▶ [TASK LIST]
A – In the forum post about prime boxes, what does a prime box contain?
B – Update the part of the forum post about prime boxes starting with "Prime factorization is" and going on through "factors as 15 has.", swapping "method" for "approach".

▶ [QUOTED TEXT]
I just began my preparation by starting off with Manahattan GMAT "The Number Properties Book", in it he did explain the concept of a prime box.As it states, a box that contains all the prime factors of any number is a prime box. It helps us to find out whether a giver no is a factor of another no or not.Okie, I have a doubt here, I understood what a prime box was and how to make a prime box for a specific number. But I have this new, using primebox is the only way to solve problems related to this stuff? or can we do it by any general procedure?..I thereby request any one explain me about the alternative procedure, if available...

The question was
If 80 is a factor of r,is 15 a factor of r?

regards
SVA

Prime factorization is the best method I know for these types of problem and I strongly recommend everyone to get acquainted with it.

For 15 to be a factor of r; r should contain at least as many factors as 15 has.

▶ [MATERIAL]
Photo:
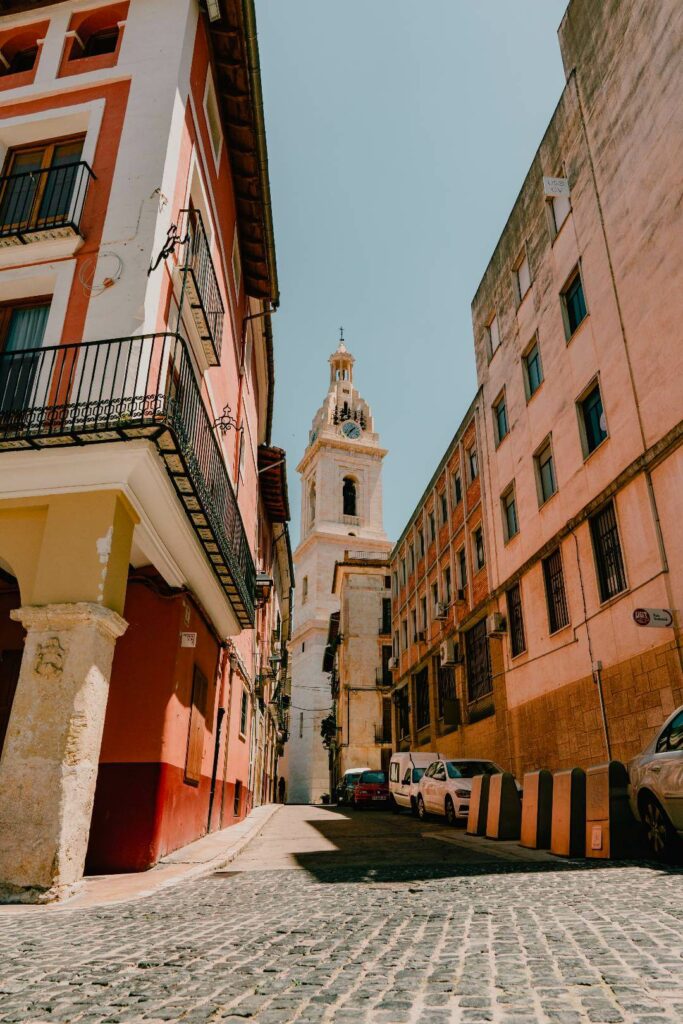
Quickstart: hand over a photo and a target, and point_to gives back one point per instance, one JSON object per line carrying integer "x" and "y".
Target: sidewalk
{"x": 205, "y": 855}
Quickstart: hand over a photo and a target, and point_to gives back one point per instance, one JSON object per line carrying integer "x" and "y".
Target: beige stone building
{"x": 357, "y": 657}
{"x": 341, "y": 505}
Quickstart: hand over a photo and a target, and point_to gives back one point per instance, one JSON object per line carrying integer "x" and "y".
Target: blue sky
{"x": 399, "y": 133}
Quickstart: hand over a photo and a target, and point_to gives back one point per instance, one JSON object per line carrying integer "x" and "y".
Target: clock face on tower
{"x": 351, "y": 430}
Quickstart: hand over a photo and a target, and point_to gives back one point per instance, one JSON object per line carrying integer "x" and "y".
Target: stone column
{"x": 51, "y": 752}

--

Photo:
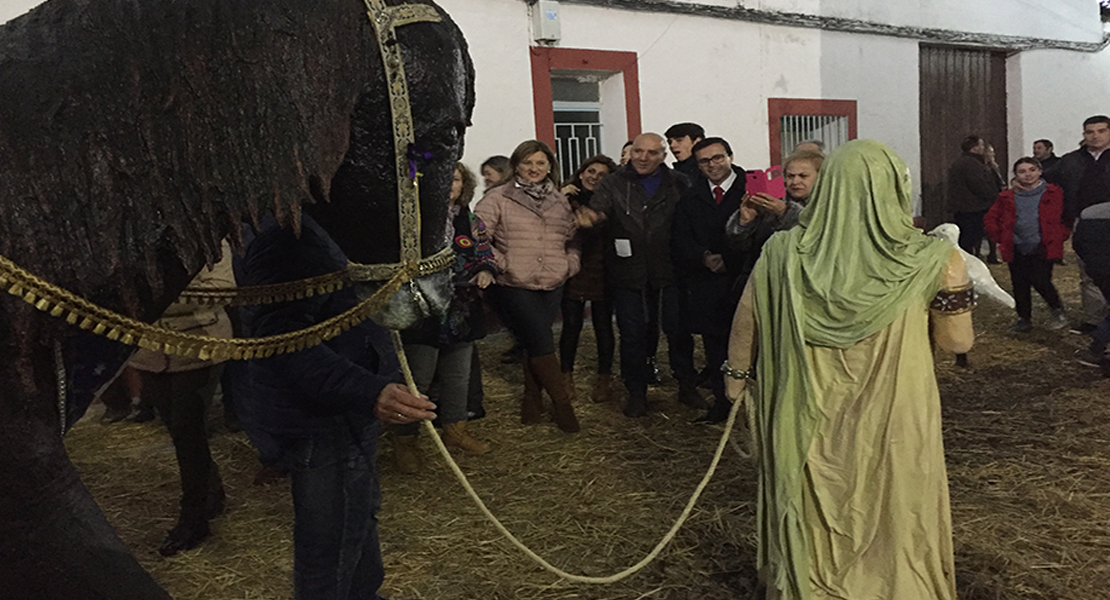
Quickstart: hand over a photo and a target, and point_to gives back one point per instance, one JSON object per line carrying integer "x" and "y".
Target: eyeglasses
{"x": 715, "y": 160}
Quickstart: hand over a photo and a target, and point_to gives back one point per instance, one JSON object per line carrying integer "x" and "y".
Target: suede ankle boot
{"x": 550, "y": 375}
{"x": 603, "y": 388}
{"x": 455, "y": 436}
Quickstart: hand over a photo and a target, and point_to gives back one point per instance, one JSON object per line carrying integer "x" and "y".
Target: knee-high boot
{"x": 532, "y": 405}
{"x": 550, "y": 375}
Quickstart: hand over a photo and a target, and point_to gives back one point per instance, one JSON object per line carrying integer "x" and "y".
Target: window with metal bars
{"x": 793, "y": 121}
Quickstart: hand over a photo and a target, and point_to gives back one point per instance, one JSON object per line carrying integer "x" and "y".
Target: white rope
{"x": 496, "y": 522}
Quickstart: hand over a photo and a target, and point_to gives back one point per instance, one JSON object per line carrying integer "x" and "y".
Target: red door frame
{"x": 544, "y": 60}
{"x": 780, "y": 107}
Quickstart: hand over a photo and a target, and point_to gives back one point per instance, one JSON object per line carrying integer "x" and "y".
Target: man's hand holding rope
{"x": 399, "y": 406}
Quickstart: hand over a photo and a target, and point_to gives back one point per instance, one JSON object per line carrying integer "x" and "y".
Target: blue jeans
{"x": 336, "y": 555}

==

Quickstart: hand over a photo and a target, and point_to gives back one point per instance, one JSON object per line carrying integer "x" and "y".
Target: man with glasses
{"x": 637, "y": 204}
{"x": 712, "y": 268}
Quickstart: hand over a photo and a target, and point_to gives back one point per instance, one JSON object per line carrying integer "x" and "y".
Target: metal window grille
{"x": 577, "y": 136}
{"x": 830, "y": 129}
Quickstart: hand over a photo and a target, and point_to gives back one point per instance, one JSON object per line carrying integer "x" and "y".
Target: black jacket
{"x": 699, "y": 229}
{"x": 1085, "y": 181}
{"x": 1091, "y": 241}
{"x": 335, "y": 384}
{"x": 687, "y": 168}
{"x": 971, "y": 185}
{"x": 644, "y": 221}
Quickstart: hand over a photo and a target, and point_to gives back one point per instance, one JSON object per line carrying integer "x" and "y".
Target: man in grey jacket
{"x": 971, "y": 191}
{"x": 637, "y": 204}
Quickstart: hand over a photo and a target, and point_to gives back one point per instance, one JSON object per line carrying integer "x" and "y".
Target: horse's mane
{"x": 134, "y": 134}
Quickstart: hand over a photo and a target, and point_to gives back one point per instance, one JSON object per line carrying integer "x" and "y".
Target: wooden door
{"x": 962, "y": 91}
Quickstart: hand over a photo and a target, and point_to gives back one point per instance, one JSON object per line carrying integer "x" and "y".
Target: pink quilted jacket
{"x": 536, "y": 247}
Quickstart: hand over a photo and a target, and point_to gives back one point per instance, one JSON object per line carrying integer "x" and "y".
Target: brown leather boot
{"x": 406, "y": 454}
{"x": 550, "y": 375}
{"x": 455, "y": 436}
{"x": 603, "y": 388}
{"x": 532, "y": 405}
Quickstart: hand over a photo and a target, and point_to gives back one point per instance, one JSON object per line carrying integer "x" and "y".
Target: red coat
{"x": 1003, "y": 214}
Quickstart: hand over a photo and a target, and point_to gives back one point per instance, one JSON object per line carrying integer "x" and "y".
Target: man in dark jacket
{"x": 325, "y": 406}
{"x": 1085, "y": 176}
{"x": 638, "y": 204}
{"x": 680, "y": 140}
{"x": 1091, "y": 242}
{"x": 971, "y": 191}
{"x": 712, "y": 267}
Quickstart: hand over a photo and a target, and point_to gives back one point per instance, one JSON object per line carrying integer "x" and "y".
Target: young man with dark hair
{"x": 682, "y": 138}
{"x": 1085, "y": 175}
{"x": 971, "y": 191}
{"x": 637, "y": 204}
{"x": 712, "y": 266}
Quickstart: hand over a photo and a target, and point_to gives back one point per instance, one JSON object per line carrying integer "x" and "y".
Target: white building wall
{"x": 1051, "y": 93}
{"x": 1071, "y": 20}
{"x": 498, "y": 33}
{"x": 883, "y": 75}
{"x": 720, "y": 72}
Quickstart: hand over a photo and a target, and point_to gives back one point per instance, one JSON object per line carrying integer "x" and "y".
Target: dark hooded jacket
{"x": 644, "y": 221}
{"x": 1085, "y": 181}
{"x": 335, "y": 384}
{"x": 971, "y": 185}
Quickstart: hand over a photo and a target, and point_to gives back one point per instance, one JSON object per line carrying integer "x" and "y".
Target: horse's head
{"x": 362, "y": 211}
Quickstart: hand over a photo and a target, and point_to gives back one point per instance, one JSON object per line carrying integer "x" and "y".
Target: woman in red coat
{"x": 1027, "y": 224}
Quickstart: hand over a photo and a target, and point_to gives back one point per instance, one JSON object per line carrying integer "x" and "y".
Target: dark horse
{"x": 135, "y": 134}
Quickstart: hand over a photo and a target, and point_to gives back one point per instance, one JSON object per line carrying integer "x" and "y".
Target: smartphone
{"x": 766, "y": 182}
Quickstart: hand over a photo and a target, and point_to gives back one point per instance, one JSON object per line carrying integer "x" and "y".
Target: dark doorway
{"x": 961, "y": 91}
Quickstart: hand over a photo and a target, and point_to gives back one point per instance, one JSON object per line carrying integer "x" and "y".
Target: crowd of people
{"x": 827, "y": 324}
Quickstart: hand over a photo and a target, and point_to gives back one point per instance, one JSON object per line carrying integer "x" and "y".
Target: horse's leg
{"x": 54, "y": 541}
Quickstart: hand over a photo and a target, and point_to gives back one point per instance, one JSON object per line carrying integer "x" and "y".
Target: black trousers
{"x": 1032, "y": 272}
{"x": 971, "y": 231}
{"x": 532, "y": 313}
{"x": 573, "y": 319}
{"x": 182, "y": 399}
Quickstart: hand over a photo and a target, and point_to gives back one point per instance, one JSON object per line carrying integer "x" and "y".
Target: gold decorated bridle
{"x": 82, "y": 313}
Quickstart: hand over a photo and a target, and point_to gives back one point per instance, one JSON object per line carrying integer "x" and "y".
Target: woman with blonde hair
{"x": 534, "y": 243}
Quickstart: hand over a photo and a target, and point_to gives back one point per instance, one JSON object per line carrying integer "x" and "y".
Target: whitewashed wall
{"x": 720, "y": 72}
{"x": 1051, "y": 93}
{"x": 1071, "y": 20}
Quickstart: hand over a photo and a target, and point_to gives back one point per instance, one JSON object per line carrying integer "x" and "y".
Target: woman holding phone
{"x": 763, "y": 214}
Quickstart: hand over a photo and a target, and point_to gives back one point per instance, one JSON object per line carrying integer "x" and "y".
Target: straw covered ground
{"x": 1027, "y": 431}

▶ [FINAL RESULTS]
A – All the prime factors of any number.

B –
Prime factorization is the best approach I know for these types of problem and I strongly recommend everyone to get acquainted with it.

For 15 to be a factor of r; r should contain at least as many factors as 15 has.